» EXTRAIT DU DOCUMENT
┄┄┄┄┄┄┄┄┄┄┄┄┄┄┄┄┄┄┄┄

L'implication du général De Gaulle
Je dois également mentionner les témoignages inédits de trois ministres du gouvernement français de l'époque. Les déclarations de Charles Tillon (ministre de l'Air), Pierre Henri Teitgen (ministre de l'Information) et Francois Billoux (ministre de la santé) lèvent le voile sur bon nombre de points. Selon eux, le gouvernement était tenu à l'écart : «Jamais le Conseil des ministres n'a été informé du bombardement de Sétif ni par le général De Gaulle ni par aucun ministre.» Et d'ajouter : «Je n'ai appris le drame que plusieurs mois plus tard. L'événement a été noyé dans la grande affaire du 8 Mai, la défaite de l'Allemagne nazie. Je ne sais rien de plus», dira Pierre-Henri Teitgen, le ministre de l'Information qui sera garde des Sceaux dès le 30 mai 1945.
Pointé du doigt, Charles Tillon (ministre de l'Air) réfute carrément, expliquant qu'il n'a «aucune responsabilité dans la répression de ces émeutes» et qu'elle fut «une machination fomentée par des nostalgiques du régime de Vichy». Il se défend, malgré les accusations dont il fait l'objet, d'être en cause dans le massacre du Constantinois : «On a dit : ‘‘le ministre de l'Aviation a fait tirer sur l'Algérie''. Or, je n'ai connu les événements qu'après, le lendemain. Je pensais toujours que dans l'état-major de Juin (général, chef d'état-major de la défense nationale,) des gens étaient au courant, même si je ne peux affirmer que Juin lui-même le savait.»…
Un mouvement insurrectionnel virtuel
La qualification de ces «faits» sera abordée, d'autant plus que la thèse du «mouvement insurrectionnel» est récusée par de nombreux acteurs qui parlent de «complot», «guet-apens» : «Pour que le crime soit parfait, la date du 8 mai 1945 était tout indiquée pour perpétuer la tragédie. Les initiateurs de la machination ont profité de ce jour précis, car l'opinion publique à Paris, Londres, Moscou et Washington fêtait la victoire tant attendue.

┄┄┄┄┄┄┄┄┄┄┄┄┄┄┄┄┄┄┄┄

» ACTIVITÉS
1 > Selon l'extrait sur l'implication du général De Gaulle, à partir de quelle date Pierre-Henri Teitgen devient-il garde des Sceaux ?
2 > Recopiez, s'il vous plaît, le passage de l'extrait sur l'implication du général De Gaulle qui commence à «L'implication du général» et se termine à «30 mai 1945.».

┄┄┄┄┄┄┄┄┄┄┄┄┄┄┄┄┄┄┄┄

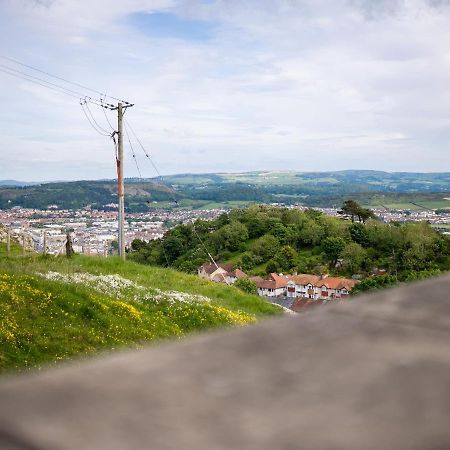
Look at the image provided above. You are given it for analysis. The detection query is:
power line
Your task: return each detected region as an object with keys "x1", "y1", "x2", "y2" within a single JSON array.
[
  {"x1": 0, "y1": 67, "x2": 80, "y2": 100},
  {"x1": 0, "y1": 64, "x2": 107, "y2": 106},
  {"x1": 124, "y1": 119, "x2": 178, "y2": 205},
  {"x1": 84, "y1": 100, "x2": 114, "y2": 136},
  {"x1": 80, "y1": 100, "x2": 111, "y2": 137},
  {"x1": 100, "y1": 97, "x2": 115, "y2": 131},
  {"x1": 0, "y1": 55, "x2": 131, "y2": 106},
  {"x1": 124, "y1": 124, "x2": 142, "y2": 180}
]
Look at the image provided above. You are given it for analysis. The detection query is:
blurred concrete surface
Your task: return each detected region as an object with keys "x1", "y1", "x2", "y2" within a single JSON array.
[{"x1": 0, "y1": 277, "x2": 450, "y2": 450}]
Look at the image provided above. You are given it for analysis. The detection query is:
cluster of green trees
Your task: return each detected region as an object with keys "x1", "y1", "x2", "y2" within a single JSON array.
[{"x1": 130, "y1": 202, "x2": 450, "y2": 280}]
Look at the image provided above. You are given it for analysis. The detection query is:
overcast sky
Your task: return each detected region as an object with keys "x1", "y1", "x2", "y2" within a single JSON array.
[{"x1": 0, "y1": 0, "x2": 450, "y2": 181}]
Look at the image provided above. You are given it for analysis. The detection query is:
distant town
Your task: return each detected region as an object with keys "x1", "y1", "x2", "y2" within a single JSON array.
[{"x1": 0, "y1": 203, "x2": 450, "y2": 256}]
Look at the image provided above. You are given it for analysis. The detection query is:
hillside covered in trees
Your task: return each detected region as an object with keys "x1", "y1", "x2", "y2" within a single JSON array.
[
  {"x1": 130, "y1": 202, "x2": 450, "y2": 288},
  {"x1": 0, "y1": 170, "x2": 450, "y2": 212}
]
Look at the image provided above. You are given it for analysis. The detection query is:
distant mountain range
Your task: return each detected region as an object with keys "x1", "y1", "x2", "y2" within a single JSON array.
[
  {"x1": 0, "y1": 170, "x2": 450, "y2": 211},
  {"x1": 0, "y1": 180, "x2": 40, "y2": 187}
]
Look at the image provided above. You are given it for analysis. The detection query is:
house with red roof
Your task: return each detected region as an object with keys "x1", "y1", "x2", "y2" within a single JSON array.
[
  {"x1": 250, "y1": 273, "x2": 289, "y2": 297},
  {"x1": 197, "y1": 264, "x2": 247, "y2": 284},
  {"x1": 286, "y1": 274, "x2": 357, "y2": 300}
]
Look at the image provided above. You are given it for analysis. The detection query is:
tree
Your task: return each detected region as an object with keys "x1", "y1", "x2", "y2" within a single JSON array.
[
  {"x1": 349, "y1": 223, "x2": 370, "y2": 248},
  {"x1": 211, "y1": 221, "x2": 248, "y2": 252},
  {"x1": 266, "y1": 259, "x2": 280, "y2": 273},
  {"x1": 342, "y1": 200, "x2": 375, "y2": 223},
  {"x1": 322, "y1": 236, "x2": 345, "y2": 267},
  {"x1": 342, "y1": 200, "x2": 361, "y2": 222},
  {"x1": 234, "y1": 278, "x2": 258, "y2": 295},
  {"x1": 252, "y1": 234, "x2": 279, "y2": 262},
  {"x1": 275, "y1": 245, "x2": 297, "y2": 271},
  {"x1": 341, "y1": 242, "x2": 367, "y2": 273}
]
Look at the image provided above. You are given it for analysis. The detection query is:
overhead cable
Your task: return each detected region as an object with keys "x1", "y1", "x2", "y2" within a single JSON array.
[{"x1": 0, "y1": 55, "x2": 131, "y2": 105}]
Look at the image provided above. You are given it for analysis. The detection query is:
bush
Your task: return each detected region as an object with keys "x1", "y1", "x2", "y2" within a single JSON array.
[{"x1": 234, "y1": 278, "x2": 258, "y2": 295}]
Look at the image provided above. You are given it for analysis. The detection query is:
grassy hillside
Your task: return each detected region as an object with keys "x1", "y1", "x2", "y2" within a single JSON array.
[{"x1": 0, "y1": 252, "x2": 280, "y2": 372}]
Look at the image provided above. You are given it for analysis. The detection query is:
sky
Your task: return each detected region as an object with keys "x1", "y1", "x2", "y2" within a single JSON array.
[{"x1": 0, "y1": 0, "x2": 450, "y2": 181}]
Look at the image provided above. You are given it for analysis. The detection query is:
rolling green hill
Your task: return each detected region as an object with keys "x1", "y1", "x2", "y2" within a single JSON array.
[
  {"x1": 0, "y1": 170, "x2": 450, "y2": 212},
  {"x1": 0, "y1": 251, "x2": 280, "y2": 372}
]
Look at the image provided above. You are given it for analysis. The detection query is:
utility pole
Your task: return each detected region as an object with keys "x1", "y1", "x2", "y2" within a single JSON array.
[
  {"x1": 117, "y1": 102, "x2": 125, "y2": 260},
  {"x1": 6, "y1": 228, "x2": 11, "y2": 257},
  {"x1": 101, "y1": 101, "x2": 134, "y2": 260},
  {"x1": 42, "y1": 231, "x2": 47, "y2": 256}
]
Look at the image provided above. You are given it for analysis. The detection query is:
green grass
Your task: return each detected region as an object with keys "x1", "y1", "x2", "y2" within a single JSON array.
[{"x1": 0, "y1": 255, "x2": 279, "y2": 372}]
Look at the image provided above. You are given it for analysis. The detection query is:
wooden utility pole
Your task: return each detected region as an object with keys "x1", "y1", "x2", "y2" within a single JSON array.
[
  {"x1": 117, "y1": 102, "x2": 125, "y2": 259},
  {"x1": 42, "y1": 231, "x2": 47, "y2": 255},
  {"x1": 6, "y1": 228, "x2": 11, "y2": 257}
]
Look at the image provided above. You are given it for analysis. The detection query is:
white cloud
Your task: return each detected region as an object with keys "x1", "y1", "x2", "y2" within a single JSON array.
[{"x1": 0, "y1": 0, "x2": 450, "y2": 179}]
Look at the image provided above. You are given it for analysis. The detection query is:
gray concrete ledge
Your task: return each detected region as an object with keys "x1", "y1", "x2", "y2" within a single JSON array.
[{"x1": 0, "y1": 277, "x2": 450, "y2": 450}]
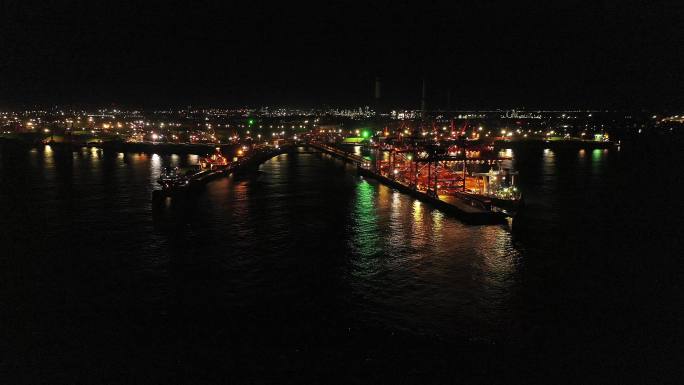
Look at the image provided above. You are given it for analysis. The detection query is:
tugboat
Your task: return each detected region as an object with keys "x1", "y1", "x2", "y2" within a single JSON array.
[
  {"x1": 200, "y1": 147, "x2": 230, "y2": 170},
  {"x1": 460, "y1": 169, "x2": 524, "y2": 215},
  {"x1": 157, "y1": 167, "x2": 190, "y2": 190}
]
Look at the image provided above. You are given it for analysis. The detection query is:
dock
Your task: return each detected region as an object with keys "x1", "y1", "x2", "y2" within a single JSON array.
[
  {"x1": 307, "y1": 142, "x2": 506, "y2": 225},
  {"x1": 152, "y1": 145, "x2": 294, "y2": 200}
]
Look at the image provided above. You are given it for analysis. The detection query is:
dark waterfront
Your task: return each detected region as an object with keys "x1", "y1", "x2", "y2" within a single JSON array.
[{"x1": 0, "y1": 145, "x2": 684, "y2": 384}]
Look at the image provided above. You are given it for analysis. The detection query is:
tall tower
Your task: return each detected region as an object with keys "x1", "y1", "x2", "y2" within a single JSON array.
[
  {"x1": 373, "y1": 76, "x2": 382, "y2": 115},
  {"x1": 420, "y1": 78, "x2": 427, "y2": 122}
]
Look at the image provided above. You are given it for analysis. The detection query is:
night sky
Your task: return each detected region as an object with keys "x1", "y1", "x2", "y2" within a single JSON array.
[{"x1": 0, "y1": 1, "x2": 684, "y2": 109}]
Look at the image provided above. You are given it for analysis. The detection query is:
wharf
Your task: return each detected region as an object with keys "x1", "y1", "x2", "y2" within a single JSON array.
[
  {"x1": 152, "y1": 146, "x2": 291, "y2": 200},
  {"x1": 308, "y1": 142, "x2": 506, "y2": 225}
]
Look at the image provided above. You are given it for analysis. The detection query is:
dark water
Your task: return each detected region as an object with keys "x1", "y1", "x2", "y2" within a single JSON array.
[{"x1": 0, "y1": 142, "x2": 684, "y2": 384}]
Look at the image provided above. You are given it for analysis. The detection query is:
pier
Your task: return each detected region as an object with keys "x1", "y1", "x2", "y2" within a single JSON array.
[
  {"x1": 153, "y1": 141, "x2": 506, "y2": 225},
  {"x1": 307, "y1": 141, "x2": 506, "y2": 225}
]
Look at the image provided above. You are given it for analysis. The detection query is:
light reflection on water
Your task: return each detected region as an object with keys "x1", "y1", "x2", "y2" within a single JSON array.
[{"x1": 17, "y1": 149, "x2": 518, "y2": 335}]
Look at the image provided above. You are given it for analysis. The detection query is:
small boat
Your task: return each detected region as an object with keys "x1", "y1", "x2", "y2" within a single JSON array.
[
  {"x1": 157, "y1": 167, "x2": 190, "y2": 189},
  {"x1": 459, "y1": 169, "x2": 523, "y2": 215}
]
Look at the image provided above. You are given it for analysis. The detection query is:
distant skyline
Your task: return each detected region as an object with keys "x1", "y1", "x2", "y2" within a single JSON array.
[{"x1": 0, "y1": 1, "x2": 684, "y2": 109}]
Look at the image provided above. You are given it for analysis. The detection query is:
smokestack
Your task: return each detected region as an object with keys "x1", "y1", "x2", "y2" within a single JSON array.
[
  {"x1": 375, "y1": 77, "x2": 380, "y2": 102},
  {"x1": 447, "y1": 88, "x2": 451, "y2": 111},
  {"x1": 420, "y1": 78, "x2": 426, "y2": 120}
]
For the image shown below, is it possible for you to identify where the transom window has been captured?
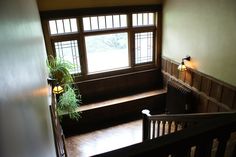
[83,14,127,31]
[43,6,158,77]
[49,18,78,35]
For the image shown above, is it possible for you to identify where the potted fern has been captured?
[47,56,82,120]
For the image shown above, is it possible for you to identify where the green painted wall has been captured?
[0,0,56,157]
[162,0,236,86]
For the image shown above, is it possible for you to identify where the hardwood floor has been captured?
[66,120,142,157]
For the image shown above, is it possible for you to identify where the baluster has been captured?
[142,110,150,141]
[162,121,166,136]
[195,139,213,157]
[216,133,230,157]
[157,121,161,137]
[174,121,178,132]
[152,120,156,138]
[167,121,172,134]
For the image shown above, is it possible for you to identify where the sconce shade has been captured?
[53,85,64,94]
[178,63,187,71]
[178,56,191,71]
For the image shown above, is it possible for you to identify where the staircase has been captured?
[92,110,236,157]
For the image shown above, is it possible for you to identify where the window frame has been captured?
[40,5,162,81]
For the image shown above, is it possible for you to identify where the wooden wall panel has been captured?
[192,73,201,91]
[166,61,172,74]
[179,71,186,82]
[161,59,167,71]
[210,81,222,101]
[232,93,236,110]
[207,101,219,112]
[221,87,235,108]
[201,77,211,95]
[171,63,179,78]
[197,96,208,112]
[185,71,193,86]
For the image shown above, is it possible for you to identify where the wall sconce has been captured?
[53,84,64,94]
[178,56,191,71]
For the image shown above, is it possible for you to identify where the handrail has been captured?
[91,113,236,157]
[142,109,235,141]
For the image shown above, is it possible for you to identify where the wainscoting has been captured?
[162,58,236,112]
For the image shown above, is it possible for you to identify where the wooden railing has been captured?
[92,112,236,157]
[142,109,235,141]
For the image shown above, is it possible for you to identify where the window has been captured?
[85,33,129,73]
[49,18,78,35]
[83,14,127,31]
[54,40,81,74]
[43,8,159,78]
[135,32,153,64]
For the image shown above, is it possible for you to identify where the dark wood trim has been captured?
[40,4,162,20]
[162,57,236,112]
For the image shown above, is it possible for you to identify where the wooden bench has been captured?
[61,89,166,136]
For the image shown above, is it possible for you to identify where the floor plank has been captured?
[66,120,142,157]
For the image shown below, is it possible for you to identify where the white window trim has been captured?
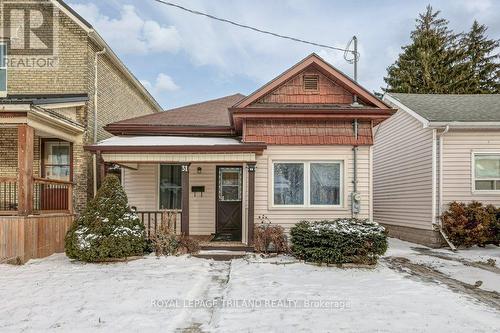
[156,163,182,211]
[471,151,500,195]
[269,159,346,210]
[0,42,9,97]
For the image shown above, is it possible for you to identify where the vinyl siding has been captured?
[442,130,500,208]
[373,110,433,229]
[255,145,370,231]
[123,164,246,235]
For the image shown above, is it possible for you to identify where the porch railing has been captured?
[0,177,19,214]
[33,177,73,213]
[136,209,181,238]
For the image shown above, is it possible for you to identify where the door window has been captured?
[219,168,242,201]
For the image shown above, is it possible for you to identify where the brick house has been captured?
[0,0,162,261]
[86,54,394,246]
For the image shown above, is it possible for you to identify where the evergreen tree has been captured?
[384,6,468,93]
[66,175,146,262]
[460,21,500,94]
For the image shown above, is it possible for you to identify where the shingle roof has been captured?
[389,93,500,122]
[108,94,245,127]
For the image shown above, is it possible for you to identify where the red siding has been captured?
[253,68,353,106]
[244,120,373,145]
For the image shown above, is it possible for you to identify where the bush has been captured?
[290,218,387,264]
[254,223,289,253]
[441,201,500,247]
[65,175,146,262]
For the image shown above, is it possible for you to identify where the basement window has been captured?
[0,43,7,97]
[304,75,319,91]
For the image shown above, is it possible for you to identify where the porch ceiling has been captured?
[85,136,266,163]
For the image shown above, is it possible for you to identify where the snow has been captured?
[97,135,242,146]
[0,240,500,332]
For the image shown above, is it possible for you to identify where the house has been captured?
[87,54,394,245]
[373,93,500,246]
[0,0,162,261]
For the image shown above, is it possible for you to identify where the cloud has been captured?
[71,3,181,54]
[140,73,180,96]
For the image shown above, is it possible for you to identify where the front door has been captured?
[216,166,243,241]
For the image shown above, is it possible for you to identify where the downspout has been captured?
[351,119,360,217]
[433,125,457,251]
[92,48,106,195]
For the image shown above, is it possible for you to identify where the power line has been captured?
[153,0,359,57]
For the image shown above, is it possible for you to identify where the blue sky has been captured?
[68,0,500,109]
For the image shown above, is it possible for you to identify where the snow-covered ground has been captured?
[0,240,500,332]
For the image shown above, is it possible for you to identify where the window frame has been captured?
[471,151,500,195]
[40,138,73,182]
[156,163,182,211]
[0,42,9,97]
[269,159,346,210]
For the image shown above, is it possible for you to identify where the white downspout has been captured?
[433,125,457,251]
[92,48,106,195]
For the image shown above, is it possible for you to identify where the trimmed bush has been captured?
[290,218,387,264]
[254,223,289,253]
[441,201,500,247]
[66,175,146,262]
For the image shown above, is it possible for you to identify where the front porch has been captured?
[87,137,263,249]
[0,105,83,263]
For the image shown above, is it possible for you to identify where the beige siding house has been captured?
[87,54,394,246]
[373,93,500,246]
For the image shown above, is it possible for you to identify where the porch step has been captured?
[200,242,254,252]
[193,249,247,261]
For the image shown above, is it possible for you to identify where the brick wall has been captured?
[0,1,157,212]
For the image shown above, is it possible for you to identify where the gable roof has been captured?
[234,53,389,109]
[105,94,245,134]
[384,93,500,122]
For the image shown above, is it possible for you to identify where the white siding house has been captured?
[373,94,500,246]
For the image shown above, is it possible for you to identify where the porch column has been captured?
[181,163,190,236]
[17,124,35,215]
[247,163,256,245]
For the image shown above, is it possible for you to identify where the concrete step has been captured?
[193,249,248,261]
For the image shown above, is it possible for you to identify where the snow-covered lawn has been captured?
[0,240,500,332]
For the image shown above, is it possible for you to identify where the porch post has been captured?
[247,163,256,245]
[17,124,35,215]
[181,163,190,236]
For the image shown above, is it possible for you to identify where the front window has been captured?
[43,141,71,181]
[273,162,342,207]
[159,164,182,209]
[0,43,7,97]
[274,163,304,205]
[474,154,500,191]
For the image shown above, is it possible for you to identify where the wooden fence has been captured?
[0,214,74,263]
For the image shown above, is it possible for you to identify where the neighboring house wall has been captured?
[0,4,158,212]
[442,129,500,209]
[373,110,437,245]
[255,145,370,232]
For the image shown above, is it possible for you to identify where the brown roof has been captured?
[108,94,245,127]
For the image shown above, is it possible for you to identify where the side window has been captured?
[0,43,7,97]
[474,154,500,191]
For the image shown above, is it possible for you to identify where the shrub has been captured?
[65,175,146,262]
[254,223,288,253]
[441,201,500,247]
[290,218,387,264]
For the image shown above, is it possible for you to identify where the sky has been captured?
[68,0,500,109]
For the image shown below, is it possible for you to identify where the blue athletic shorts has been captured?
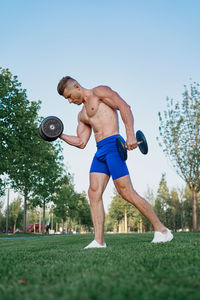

┄┄┄┄┄┄┄┄┄┄┄┄┄┄┄┄┄┄┄┄

» RÉPONSES CI-DESSOUS
1 > Dès le 30 mai 1945.

2 >
L'implication du général De Gaulle
Je dois également mentionner les témoignages inédits de trois ministres du gouvernement français de l'époque. Les déclarations de Charles Tillon (ministre de l'Air), Pierre Henri Teitgen (ministre de l'Information) et Francois Billoux (ministre de la santé) lèvent le voile sur bon nombre de points. Selon eux, le gouvernement était tenu à l'écart : «Jamais le Conseil des ministres n'a été informé du bombardement de Sétif ni par le général De Gaulle ni par aucun ministre.» Et d'ajouter : «Je n'ai appris le drame que plusieurs mois plus tard. L'événement a été noyé dans la grande affaire du 8 Mai, la défaite de l'Allemagne nazie. Je ne sais rien de plus», dira Pierre-Henri Teitgen, le ministre de l'Information qui sera garde des Sceaux dès le 30 mai 1945.